● WORK ORDER
From the data below, return each line in which the string "bird" is found.

DATA SUPPLIED: Begin

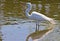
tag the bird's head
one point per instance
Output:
(52, 21)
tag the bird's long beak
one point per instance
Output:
(52, 21)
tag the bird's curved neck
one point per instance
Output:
(28, 10)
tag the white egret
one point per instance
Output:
(36, 16)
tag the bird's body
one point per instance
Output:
(36, 16)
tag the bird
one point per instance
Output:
(38, 17)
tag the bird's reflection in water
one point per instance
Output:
(38, 35)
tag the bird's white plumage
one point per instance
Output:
(37, 16)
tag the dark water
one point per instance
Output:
(15, 27)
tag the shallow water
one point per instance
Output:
(15, 27)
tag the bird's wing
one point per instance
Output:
(38, 16)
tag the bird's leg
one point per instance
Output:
(36, 26)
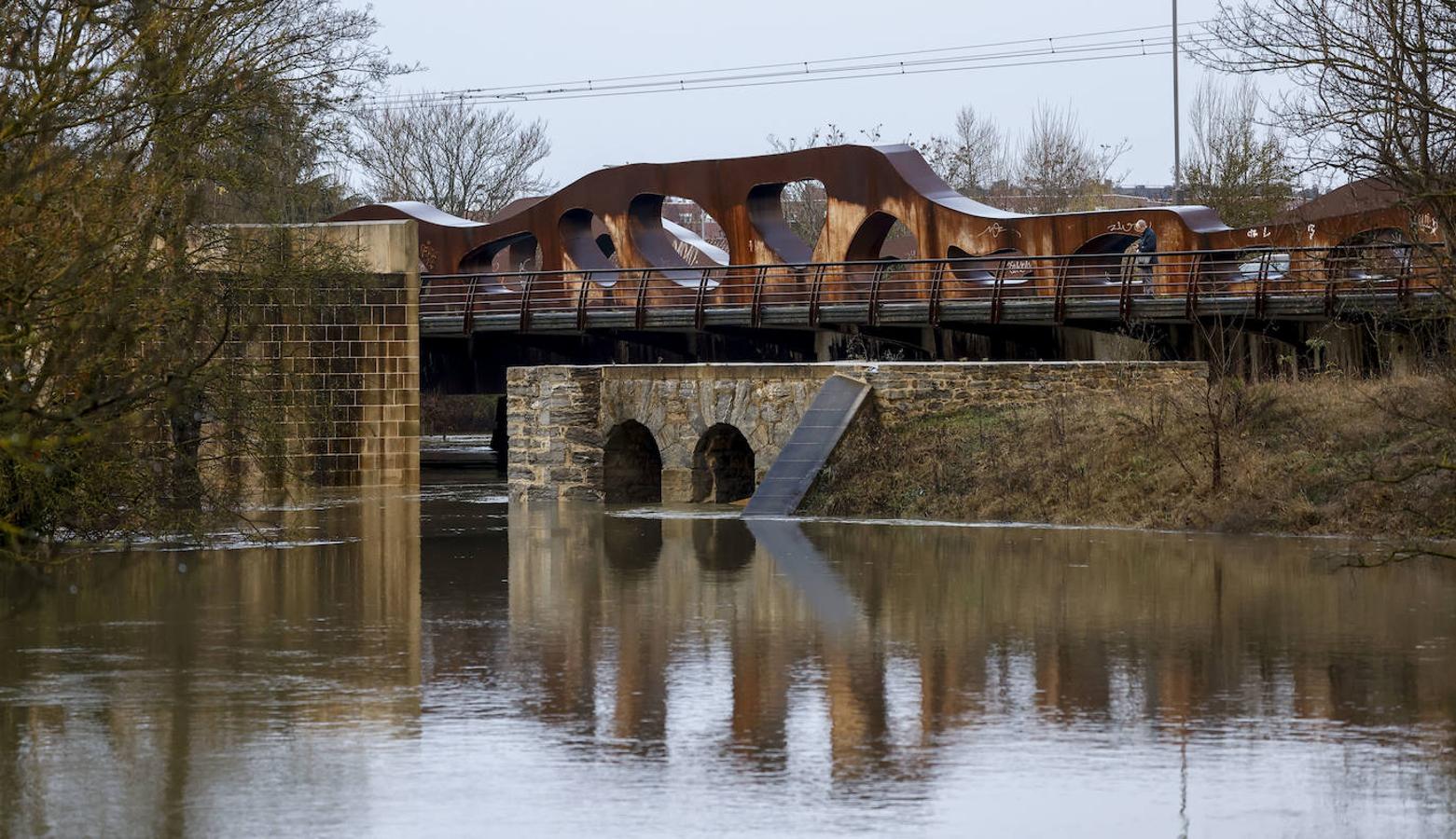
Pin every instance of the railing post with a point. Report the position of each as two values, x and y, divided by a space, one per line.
700 317
874 291
640 310
998 283
1191 291
1261 282
815 293
1403 285
467 319
1124 296
526 301
1331 300
581 300
756 313
936 281
1061 270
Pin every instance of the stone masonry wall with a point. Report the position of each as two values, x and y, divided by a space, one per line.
357 348
558 416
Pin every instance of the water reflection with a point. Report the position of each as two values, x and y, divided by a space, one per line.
905 641
453 664
137 690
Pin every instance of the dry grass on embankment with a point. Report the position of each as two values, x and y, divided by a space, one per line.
1310 457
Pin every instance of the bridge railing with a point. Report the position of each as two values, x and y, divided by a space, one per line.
981 288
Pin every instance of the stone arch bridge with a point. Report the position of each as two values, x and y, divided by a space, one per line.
709 433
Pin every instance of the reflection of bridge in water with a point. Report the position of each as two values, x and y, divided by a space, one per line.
897 639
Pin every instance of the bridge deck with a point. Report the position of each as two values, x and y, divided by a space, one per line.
1302 283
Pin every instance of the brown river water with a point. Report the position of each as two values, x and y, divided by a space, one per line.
441 664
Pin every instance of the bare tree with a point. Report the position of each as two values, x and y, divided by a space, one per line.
1375 88
465 160
1373 96
973 158
122 125
1058 166
1233 168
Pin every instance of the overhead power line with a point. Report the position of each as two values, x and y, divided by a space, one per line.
1061 49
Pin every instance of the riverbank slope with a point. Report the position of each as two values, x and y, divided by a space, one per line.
1324 455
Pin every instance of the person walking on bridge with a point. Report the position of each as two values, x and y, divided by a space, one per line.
1146 254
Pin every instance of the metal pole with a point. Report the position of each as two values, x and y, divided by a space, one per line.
1177 142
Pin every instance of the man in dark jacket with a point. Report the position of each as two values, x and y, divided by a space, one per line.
1146 254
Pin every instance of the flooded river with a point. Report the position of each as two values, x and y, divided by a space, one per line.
443 664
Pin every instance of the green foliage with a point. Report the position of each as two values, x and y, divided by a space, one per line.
127 131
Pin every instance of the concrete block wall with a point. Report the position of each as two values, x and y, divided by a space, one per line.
560 416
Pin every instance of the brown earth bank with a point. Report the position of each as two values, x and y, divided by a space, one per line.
456 413
1324 455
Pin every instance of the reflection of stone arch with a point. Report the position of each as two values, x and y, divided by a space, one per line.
723 465
723 547
632 545
631 465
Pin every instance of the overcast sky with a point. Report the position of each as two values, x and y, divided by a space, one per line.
464 44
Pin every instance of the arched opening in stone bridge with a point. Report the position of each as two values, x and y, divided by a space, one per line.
631 465
723 465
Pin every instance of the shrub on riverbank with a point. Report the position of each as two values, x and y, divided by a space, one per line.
1324 455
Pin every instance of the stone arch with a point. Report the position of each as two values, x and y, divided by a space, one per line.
723 465
631 465
584 247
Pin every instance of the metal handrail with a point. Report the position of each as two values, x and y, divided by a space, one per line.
1258 274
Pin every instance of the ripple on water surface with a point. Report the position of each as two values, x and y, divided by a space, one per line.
443 664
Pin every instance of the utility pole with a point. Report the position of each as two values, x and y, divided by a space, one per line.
1177 142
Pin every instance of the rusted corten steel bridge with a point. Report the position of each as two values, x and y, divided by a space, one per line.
602 254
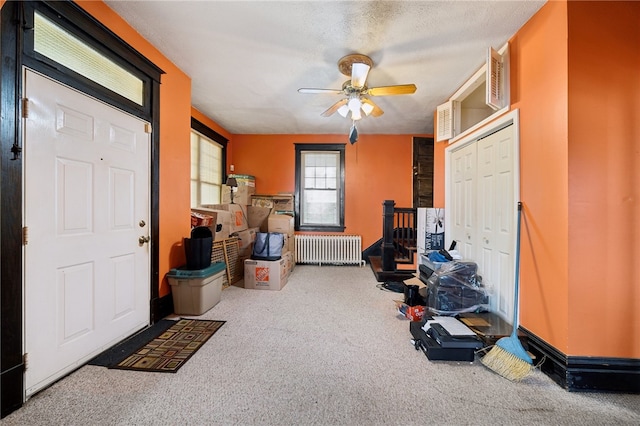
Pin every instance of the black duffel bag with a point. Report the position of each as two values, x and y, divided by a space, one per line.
268 246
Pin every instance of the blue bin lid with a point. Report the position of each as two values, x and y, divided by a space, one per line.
183 272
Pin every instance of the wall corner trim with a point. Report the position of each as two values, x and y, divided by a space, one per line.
586 374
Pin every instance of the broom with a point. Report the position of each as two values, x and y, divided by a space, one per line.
507 357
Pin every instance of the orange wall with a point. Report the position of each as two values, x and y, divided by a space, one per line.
377 168
175 152
604 182
574 78
539 89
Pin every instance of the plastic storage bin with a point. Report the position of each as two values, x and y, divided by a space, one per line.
196 291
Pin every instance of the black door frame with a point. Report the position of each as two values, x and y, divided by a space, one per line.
16 31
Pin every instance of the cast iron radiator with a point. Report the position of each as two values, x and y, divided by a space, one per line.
329 249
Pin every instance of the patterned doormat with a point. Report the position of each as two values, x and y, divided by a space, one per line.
172 348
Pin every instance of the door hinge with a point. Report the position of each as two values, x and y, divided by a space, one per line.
25 108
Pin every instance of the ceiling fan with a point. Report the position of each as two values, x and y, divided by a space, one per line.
356 92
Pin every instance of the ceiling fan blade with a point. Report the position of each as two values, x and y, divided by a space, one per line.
359 72
376 111
401 89
308 90
333 108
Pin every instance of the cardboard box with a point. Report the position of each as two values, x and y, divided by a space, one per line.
241 195
238 215
202 219
258 217
265 274
265 201
413 313
245 241
281 223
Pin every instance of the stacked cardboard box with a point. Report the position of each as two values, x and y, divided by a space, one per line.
278 203
273 275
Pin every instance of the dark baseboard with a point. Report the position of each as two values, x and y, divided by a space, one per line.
586 374
12 389
161 308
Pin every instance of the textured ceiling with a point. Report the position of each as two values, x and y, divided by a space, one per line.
247 59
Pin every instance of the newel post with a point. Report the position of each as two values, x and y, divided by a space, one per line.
388 263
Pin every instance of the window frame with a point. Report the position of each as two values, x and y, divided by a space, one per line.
72 19
299 187
216 137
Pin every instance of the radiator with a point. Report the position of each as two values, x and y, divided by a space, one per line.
329 249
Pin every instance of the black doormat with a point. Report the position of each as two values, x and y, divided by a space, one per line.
169 349
119 352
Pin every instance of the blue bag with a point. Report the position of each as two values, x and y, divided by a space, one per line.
268 246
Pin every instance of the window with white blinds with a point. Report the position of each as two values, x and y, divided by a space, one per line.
320 187
56 43
206 170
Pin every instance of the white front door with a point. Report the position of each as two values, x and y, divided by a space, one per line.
480 210
495 212
463 196
86 204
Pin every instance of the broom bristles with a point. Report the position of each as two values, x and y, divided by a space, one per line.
506 364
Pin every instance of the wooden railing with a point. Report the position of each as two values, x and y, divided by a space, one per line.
398 235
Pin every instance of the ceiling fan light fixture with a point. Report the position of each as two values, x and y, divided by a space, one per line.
354 104
367 108
359 72
343 110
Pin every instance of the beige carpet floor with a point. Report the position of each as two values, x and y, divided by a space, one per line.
328 349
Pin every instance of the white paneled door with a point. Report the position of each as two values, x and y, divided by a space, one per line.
495 216
481 206
86 204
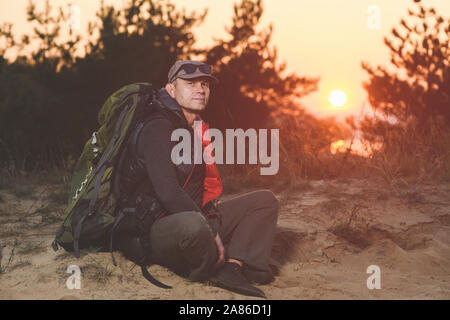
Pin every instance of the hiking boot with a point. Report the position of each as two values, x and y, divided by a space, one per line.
230 277
257 276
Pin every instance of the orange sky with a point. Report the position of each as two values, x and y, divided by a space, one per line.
317 38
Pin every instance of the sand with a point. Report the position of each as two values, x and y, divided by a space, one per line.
329 233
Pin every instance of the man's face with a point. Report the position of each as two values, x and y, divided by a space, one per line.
192 94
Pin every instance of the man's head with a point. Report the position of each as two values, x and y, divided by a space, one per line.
189 83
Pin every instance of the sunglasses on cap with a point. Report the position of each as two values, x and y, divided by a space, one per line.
190 68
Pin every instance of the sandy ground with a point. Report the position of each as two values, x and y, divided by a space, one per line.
329 233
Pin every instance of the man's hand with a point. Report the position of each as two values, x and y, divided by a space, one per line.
221 251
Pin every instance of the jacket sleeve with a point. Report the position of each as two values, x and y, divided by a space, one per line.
212 214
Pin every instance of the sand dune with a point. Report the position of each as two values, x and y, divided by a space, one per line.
329 233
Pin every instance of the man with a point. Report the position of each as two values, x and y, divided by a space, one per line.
197 236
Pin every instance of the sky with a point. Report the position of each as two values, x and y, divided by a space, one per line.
315 38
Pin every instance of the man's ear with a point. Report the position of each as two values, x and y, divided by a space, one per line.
170 88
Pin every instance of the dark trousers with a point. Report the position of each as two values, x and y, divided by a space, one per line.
184 241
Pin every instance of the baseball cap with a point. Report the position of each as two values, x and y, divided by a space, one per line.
190 69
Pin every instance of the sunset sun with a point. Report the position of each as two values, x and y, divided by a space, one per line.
337 98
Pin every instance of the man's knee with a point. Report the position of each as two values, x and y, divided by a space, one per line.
195 231
269 199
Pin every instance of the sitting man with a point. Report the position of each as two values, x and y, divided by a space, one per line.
197 236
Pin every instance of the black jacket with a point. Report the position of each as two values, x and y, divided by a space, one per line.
148 175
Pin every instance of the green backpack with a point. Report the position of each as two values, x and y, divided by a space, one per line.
92 213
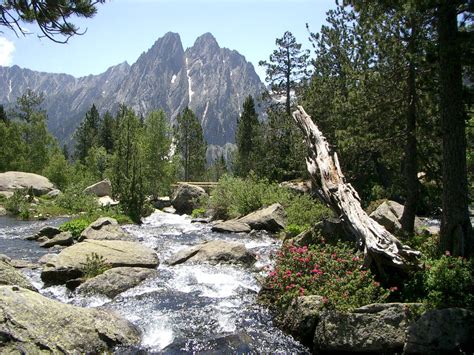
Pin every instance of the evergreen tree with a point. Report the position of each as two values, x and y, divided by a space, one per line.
158 167
287 67
127 166
87 134
248 139
106 132
191 145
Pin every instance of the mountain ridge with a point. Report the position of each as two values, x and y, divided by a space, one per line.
211 80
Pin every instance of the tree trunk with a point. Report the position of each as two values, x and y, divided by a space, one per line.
378 244
456 230
410 170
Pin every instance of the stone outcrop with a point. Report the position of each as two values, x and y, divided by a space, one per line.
442 331
115 281
231 226
100 189
186 198
11 181
377 328
105 228
271 218
389 213
69 263
10 276
61 239
33 324
215 252
301 318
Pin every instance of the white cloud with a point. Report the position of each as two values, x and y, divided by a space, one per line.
6 51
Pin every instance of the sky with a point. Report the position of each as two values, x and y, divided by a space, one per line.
123 29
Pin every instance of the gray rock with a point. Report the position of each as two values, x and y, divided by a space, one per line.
215 252
376 328
105 201
389 213
105 228
10 276
62 239
162 202
186 198
301 318
115 281
442 331
53 193
11 181
271 218
68 264
100 189
33 324
232 226
301 187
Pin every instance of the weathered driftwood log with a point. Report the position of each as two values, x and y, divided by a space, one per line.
379 245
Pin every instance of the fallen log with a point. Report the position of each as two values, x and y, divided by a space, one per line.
379 245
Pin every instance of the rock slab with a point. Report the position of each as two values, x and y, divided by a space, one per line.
215 252
115 281
68 264
186 198
33 324
11 181
271 218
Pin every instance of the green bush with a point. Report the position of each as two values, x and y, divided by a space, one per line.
449 282
75 201
95 265
76 226
198 212
234 197
331 271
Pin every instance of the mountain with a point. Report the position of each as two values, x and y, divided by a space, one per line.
211 80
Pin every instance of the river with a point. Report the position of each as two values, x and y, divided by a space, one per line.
186 308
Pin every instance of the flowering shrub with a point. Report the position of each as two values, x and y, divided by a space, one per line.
333 272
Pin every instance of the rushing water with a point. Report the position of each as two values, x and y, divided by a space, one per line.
186 308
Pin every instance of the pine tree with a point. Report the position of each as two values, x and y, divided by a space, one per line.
248 139
127 165
87 134
287 67
157 164
191 145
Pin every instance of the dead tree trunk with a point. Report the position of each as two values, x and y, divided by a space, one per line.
379 245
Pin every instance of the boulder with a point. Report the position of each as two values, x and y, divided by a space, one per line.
215 252
100 189
10 276
105 228
389 213
378 328
301 318
115 281
162 202
442 331
53 193
271 218
61 239
33 324
11 181
231 226
105 201
186 198
69 263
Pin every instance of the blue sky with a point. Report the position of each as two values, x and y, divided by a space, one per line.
123 29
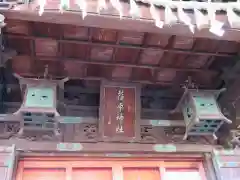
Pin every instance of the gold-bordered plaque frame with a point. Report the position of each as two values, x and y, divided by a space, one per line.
108 112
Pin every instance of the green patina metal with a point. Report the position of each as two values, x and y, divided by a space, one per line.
206 105
118 155
164 148
69 147
40 97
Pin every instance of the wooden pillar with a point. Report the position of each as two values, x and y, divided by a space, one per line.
119 112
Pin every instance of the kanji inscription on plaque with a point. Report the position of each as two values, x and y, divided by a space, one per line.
118 112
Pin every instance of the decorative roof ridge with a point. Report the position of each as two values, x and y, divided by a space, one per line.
194 4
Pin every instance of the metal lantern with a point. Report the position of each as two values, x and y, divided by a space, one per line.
201 112
38 111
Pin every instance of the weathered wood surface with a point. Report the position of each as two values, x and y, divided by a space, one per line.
29 146
110 107
110 20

DATA SUPPLIED: End

● WORKED SOLUTION
tag the bird's head
tag the bird's long beak
tag the bird's curved neck
tag the bird's body
tag the bird
tag the bird's reflection in water
tag the bird's white plumage
tag the bird's wing
tag the bird's leg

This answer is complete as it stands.